### Data in this exercise

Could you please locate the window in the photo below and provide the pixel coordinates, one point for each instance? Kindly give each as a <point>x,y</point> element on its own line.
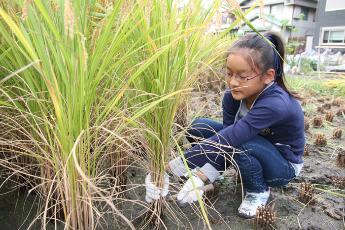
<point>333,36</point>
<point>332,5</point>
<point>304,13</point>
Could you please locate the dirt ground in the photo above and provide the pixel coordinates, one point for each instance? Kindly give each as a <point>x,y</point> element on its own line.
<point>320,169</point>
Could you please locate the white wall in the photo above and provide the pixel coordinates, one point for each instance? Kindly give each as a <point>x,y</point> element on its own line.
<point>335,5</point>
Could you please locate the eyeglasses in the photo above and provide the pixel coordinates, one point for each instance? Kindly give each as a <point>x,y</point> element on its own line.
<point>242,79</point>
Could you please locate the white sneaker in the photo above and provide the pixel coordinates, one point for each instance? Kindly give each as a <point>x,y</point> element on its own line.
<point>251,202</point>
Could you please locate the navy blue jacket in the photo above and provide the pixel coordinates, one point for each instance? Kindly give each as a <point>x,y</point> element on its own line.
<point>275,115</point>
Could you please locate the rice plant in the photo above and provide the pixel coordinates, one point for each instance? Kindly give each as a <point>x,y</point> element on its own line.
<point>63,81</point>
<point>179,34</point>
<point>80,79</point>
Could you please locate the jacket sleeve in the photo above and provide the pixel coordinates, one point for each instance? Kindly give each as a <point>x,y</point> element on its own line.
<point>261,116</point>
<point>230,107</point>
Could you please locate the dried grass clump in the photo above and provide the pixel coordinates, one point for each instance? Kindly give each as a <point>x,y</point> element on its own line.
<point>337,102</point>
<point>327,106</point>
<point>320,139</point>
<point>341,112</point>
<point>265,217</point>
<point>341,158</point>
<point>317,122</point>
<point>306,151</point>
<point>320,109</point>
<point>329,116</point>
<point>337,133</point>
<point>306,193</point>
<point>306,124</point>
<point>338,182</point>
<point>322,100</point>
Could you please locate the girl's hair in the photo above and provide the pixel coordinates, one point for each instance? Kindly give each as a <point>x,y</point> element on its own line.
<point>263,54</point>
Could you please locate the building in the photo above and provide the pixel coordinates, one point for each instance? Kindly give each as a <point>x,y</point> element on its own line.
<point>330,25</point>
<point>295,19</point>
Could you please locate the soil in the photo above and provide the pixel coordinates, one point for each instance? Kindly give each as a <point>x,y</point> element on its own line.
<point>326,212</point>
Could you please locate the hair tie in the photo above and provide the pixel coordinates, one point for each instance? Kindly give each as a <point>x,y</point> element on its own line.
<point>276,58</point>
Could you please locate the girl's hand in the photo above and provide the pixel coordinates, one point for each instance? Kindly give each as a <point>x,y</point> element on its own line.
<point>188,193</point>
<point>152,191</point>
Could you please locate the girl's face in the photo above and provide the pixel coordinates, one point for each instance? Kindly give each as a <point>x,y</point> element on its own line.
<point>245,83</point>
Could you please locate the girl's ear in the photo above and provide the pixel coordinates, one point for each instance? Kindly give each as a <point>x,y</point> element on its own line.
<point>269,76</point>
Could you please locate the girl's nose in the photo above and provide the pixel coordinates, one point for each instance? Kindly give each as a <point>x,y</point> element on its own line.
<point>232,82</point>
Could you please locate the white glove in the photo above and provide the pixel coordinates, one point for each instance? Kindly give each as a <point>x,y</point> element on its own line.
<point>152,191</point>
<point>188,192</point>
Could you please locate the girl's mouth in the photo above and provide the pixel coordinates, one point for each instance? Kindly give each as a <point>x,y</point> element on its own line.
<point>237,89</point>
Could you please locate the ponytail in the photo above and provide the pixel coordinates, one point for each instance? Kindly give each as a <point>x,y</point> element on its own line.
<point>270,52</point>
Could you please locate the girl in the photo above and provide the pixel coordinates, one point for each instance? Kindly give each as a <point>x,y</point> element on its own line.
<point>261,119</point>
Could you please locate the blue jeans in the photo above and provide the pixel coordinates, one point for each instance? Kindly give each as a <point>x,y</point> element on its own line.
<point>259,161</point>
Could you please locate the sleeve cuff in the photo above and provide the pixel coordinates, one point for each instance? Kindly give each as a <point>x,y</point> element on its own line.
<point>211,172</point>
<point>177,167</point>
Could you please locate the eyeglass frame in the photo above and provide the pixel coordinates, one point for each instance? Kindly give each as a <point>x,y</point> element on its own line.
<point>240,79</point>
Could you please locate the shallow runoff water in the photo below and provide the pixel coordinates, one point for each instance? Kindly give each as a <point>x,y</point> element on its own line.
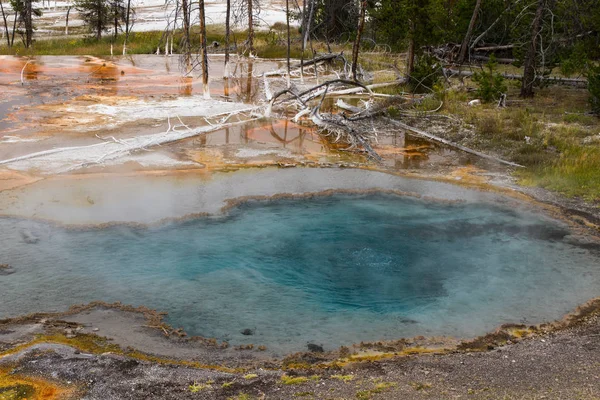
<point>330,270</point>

### The task
Your task is to set down every entry exactly, leaving out any picture it contains.

### Solution for this task
Could you please locate the window in the photo below and provide the pixel coordinates, one point for each instance? Kindly give each as a <point>x,y</point> element on its own line.
<point>333,36</point>
<point>332,5</point>
<point>304,13</point>
Could you please locate the dirt ground in the photo above and provide the pixel coordinates, one point for each instance? Kindly give each as a <point>x,y</point> element on its own line.
<point>320,169</point>
Could you please locate the white wall in the photo above and provide the pixel coordinates, one point for each instance? Kindly give each as a <point>x,y</point> element on its own line.
<point>335,5</point>
Could you please locate the eyeglasses in the photo above and provide the pixel coordinates, one point for each instance? Kindly give each as a <point>x,y</point> element on its own line.
<point>242,79</point>
Could you please locate the white sneaker in the photo above and provide the pixel coordinates, one point for each instance? Kindly give each as a <point>x,y</point> element on its own line.
<point>251,202</point>
Could you please locate the navy blue jacket in the photo above and provide the pixel coordinates, one point for each instance? Kindly give each as a <point>x,y</point> element on its own line.
<point>275,115</point>
Could you please locate the rice plant in the photo above and provide the pixel coordinates, one point for each instance? Kindly give each as a <point>x,y</point> element on its own line.
<point>63,81</point>
<point>179,34</point>
<point>80,79</point>
Could you please locate the jacket sleeve in the photo above and provide the pixel coordinates, one point for each instance? Kindly give each as a <point>x,y</point> element on its own line.
<point>261,116</point>
<point>230,107</point>
Could you please locate the dried grass clump in the photo above and provide the pixel coordinates, one point for each instance? Kindly give each as a <point>x,y</point> element on its own line.
<point>337,102</point>
<point>327,106</point>
<point>320,139</point>
<point>341,112</point>
<point>265,217</point>
<point>341,158</point>
<point>317,122</point>
<point>306,151</point>
<point>320,109</point>
<point>329,116</point>
<point>337,133</point>
<point>306,193</point>
<point>306,124</point>
<point>338,182</point>
<point>322,100</point>
Could you please locate the girl's hair in the photo above and provide the pixel coordinates, one point for each instance? Kindly give each as a <point>x,y</point> element on its own line.
<point>263,54</point>
Could you please locate the building in the photo above and provide the pixel coordinates, one point for each instance? Kindly give each as a <point>x,y</point> element on its own line.
<point>330,25</point>
<point>295,19</point>
Could you please locate the soil in the photo above and provide the pixel coordinates, one point for each instance? Kindly give each as a <point>x,y</point> element on its own line.
<point>326,212</point>
Could you please locate the hair tie in the photo above and provide the pixel coordinates, one point for each instance? Kindly give each as a <point>x,y</point> element on its own line.
<point>276,58</point>
Could you please locate the girl's hand in the photo above and provide the pixel coordinates, one point for each instance? Kindly give each as a <point>x,y</point> element on its own line.
<point>188,193</point>
<point>152,191</point>
Could you please locate the girl's face in the photo above and provide the pixel coordinates, one point for each instance? Kindly give each as a <point>x,y</point> element on its own line.
<point>245,83</point>
Could you please locate the girl's ear in the photo above and provide the pixel coordinates, one point for each instance? Kindly give each as a <point>x,y</point> element on its own line.
<point>269,76</point>
Could you please locate the girl's nose in the photo above and provide the pixel coordinates, one point for each instance? Kindly give each as a <point>x,y</point> element on its own line.
<point>232,82</point>
Could you please locate the white glove in the photo above and provide the pixel coordinates, one point for each instance? Kindly give each as a <point>x,y</point> element on its own line.
<point>152,191</point>
<point>188,192</point>
Could you please locate the girl's mouth in the photo above and provide the pixel coordinates, one point for each instance? Kindly give each as a <point>x,y</point> element on its own line.
<point>237,89</point>
Could you please locate the ponytail in the photo above and provide the pixel coordinates, one point for each instance? Kindly give each as a <point>x,y</point> element on its own line.
<point>270,52</point>
Could you please locate the girl in the photo above and provide the pixel coordinates, one point for each instance? Kindly give each as a <point>x,y</point> element on its own line.
<point>261,119</point>
Could you please locate the blue jeans in the photo above and provide the pixel coordinates, one point for each instance? Kindly give each as a <point>x,y</point> element on its own line.
<point>259,161</point>
Could you please locate the sleeve cuff in the photo above and provide the pixel coordinates, one point for each instance? Kindly give each as a <point>x,y</point> element on its own line.
<point>211,172</point>
<point>177,167</point>
Could you please locate the eyeglass frame in the photo above and provide the pixel coordinates, one point for each instance? Kindly give each as a <point>x,y</point> element on its own line.
<point>240,79</point>
Could you please locate the shallow runoff water in the photo below and provide the pixel coordinates, one point for each instance? Kindly give each as a <point>x,y</point> element on its own line.
<point>330,270</point>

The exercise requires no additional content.